> _DIRECTIVE_: Continue the piece on FSU's player contracts past its last line.

* Start PAGE EXTRACT *

It also includes a maximum fine of $2,500 on the first offense for loss of team equipment, and $1,000 for the first offense of using a controlled substance.

Agents and experts have spoken out about FSU’s detailed contract. One NIL agent stated, “They’re throwing everything they can and the kitchen sink.” Other experts expressed differing opinions about FSU’s approach to protecting its brand.

“Some of the concepts are pretty standard,” one agent who represents at least one FSU player said in the CBS Sports piece.

“But FSU is going about this far more aggressively than any school I’ve seen. I’m disappointed by the adversarial nature of these contracts.”

* End PAGE EXTRACT *
* Start GIVEN DATA *

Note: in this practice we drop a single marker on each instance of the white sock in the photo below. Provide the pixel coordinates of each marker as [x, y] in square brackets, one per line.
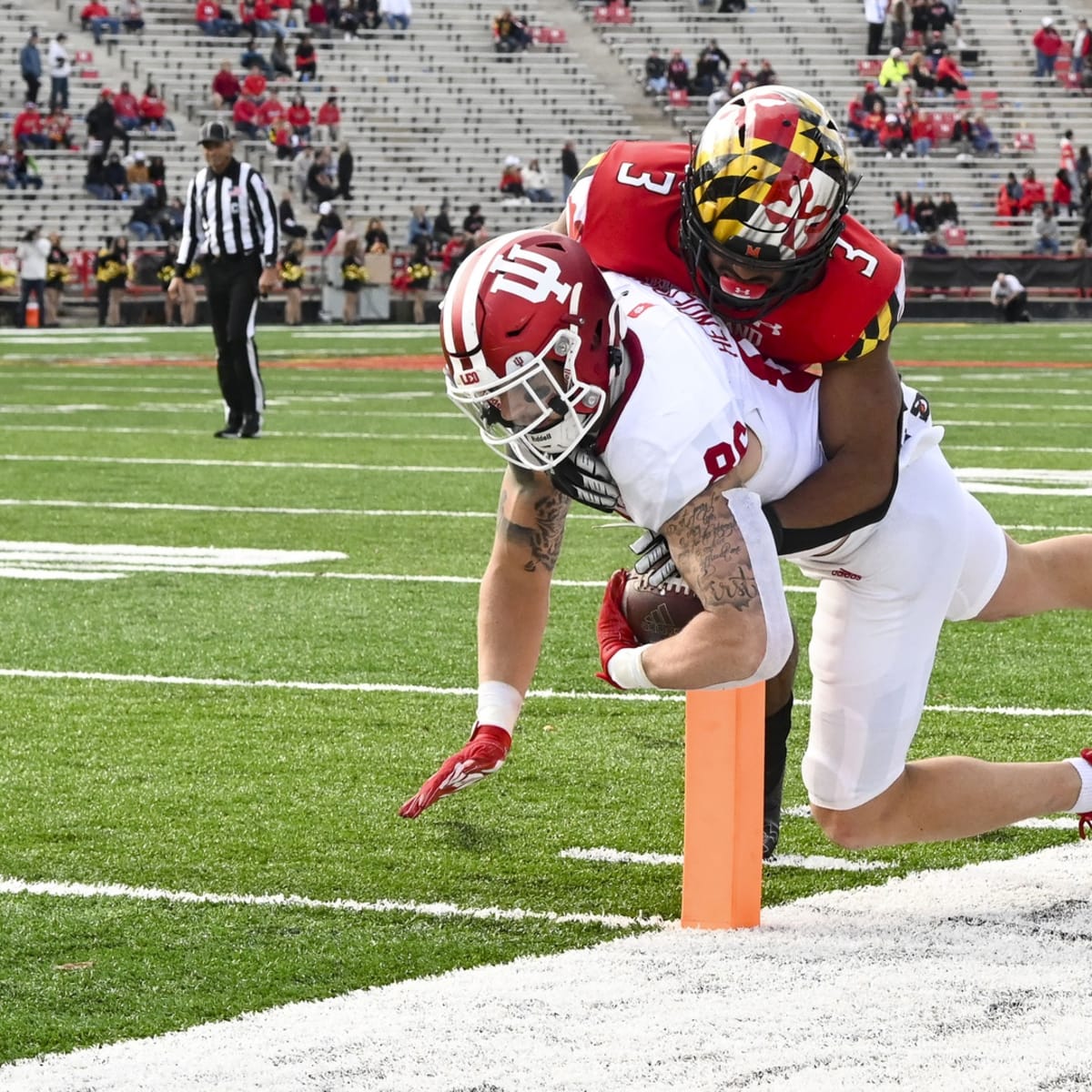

* End GIVEN DATA *

> _EXPECTED ANSWER_:
Florida State issues statement on questionable revenue-sharing contract

Florida State’s spokesperson offered a statement via CBS Sports that was also shared with the Tallahassee Democrat about the questions and concerns regarding the provisions of the revenue-sharing contract:

“As we enter into a new age of collegiate athletics, Florida State has put together an agreement that provides deliverables and expectations for all parties. Each individual situation will be unique and the hypotheticals are impossible to predict. However, we are committed to continuing to provide an elite experience for our student-athletes in all aspects of their collegiate career. Florida State is looking forward to the mutually beneficial partnerships with our student-athletes in this new era.”

As an FBS conference, FSU is permitted to share $20.5 million in revenue. Some football programs are expected to receive 75% of the budget, with men’s basketball expected to receive the second biggest share of funds. The remaining will be split among each university’s respective sports.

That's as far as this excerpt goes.